Pointing dataset excerpts
#####
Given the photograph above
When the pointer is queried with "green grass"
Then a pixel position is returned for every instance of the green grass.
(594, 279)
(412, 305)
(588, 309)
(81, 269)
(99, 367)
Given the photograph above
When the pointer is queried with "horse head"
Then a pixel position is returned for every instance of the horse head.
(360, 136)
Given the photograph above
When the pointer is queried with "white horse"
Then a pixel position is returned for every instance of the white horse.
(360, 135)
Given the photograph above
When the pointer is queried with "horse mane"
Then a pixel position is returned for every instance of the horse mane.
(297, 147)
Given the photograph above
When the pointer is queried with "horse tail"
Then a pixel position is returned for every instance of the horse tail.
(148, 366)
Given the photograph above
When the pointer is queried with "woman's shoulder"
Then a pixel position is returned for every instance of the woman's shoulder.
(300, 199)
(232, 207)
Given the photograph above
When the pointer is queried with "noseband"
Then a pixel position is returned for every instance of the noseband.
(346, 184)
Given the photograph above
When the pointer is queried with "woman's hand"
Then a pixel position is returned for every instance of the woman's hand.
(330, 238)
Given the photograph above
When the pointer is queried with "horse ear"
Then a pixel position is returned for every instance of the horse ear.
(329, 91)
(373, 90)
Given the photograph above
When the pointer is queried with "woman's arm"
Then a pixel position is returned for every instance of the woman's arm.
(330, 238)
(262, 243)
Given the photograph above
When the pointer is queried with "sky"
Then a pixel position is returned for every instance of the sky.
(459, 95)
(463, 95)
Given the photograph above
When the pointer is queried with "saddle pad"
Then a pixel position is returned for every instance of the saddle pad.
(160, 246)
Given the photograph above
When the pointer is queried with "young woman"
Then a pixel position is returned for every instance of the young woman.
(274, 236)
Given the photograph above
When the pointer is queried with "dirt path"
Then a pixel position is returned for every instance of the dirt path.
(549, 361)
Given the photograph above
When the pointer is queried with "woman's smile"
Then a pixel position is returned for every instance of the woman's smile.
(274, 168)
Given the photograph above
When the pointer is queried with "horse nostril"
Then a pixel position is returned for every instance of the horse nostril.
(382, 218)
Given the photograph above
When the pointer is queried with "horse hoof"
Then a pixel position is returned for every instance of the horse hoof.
#####
Exercise prompt: Restate each of the entries above verbatim.

Output for this exercise:
Given the photograph above
When the pointer is queried with "green grass"
Then a pixel position is returned for every instance of the green grass.
(594, 279)
(412, 305)
(588, 309)
(81, 269)
(99, 367)
Given the photograph above
When the pointer is queried with "horse head"
Then a pixel position is returned for every instance of the horse head.
(360, 136)
Given the photograph above
When the pointer is queried with "white horse"
Then a pixel position is returned for every instance of the white horse.
(360, 135)
Given the photograph above
When the pointer is queried with "horse mane"
Then a pixel position is returned for every instance of the horse mane.
(297, 147)
Given the photograph above
When the pointer is queried with "horse tail"
Then a pixel position is returned for every instance of the horse tail.
(148, 366)
Given the photograph above
When the pointer is queried with "woman's shoulder"
Then a pixel position is returned for every instance of the woman's shoulder.
(300, 199)
(232, 207)
Given the photograph above
When the pointer is queried with "noseband"
Then a pixel position is returned for every instance of the noseband.
(346, 184)
Given the photograph above
When the pointer is queried with "woman's hand"
Then a pixel position is returned for every instance of the woman's hand.
(330, 238)
Given the photograph above
When the pointer is queried with "horse ear"
Then a pixel position is returned for every instance of the horse ear.
(329, 91)
(373, 90)
Given the photograph above
When the pointer is queried with "woman's arm"
Then a pixel position is returned for every instance of the woman's arm.
(330, 238)
(262, 243)
Given the photograph above
When the pointer is queried with "sky"
Then a pixel position is returned for every instance of the sky.
(459, 95)
(463, 95)
Given the photograph above
When the pointer is queried with "saddle pad"
Then a pixel position is returned for every instance of the saddle pad.
(160, 246)
Given the photograph above
When the pointer is queried with "young woman"
Then a pixel position is returned for every instance of the young woman.
(274, 236)
Given the photograph above
When the pointer is queried with "dirt path"
Then a pixel position is returned for every instance of the dirt path.
(549, 361)
Given the photograph above
When the pointer is queried with "woman's smile"
Then a pixel position is returned for every instance of the woman's smile.
(274, 168)
Given the photograph above
When the pointer is queried with "horse nostril"
Then a pixel position is returned for every instance of the horse nostril.
(382, 218)
Given the photograph above
When the pointer is queried with "horse hoof"
Then a pixel position is returned for every instance of the horse hoof.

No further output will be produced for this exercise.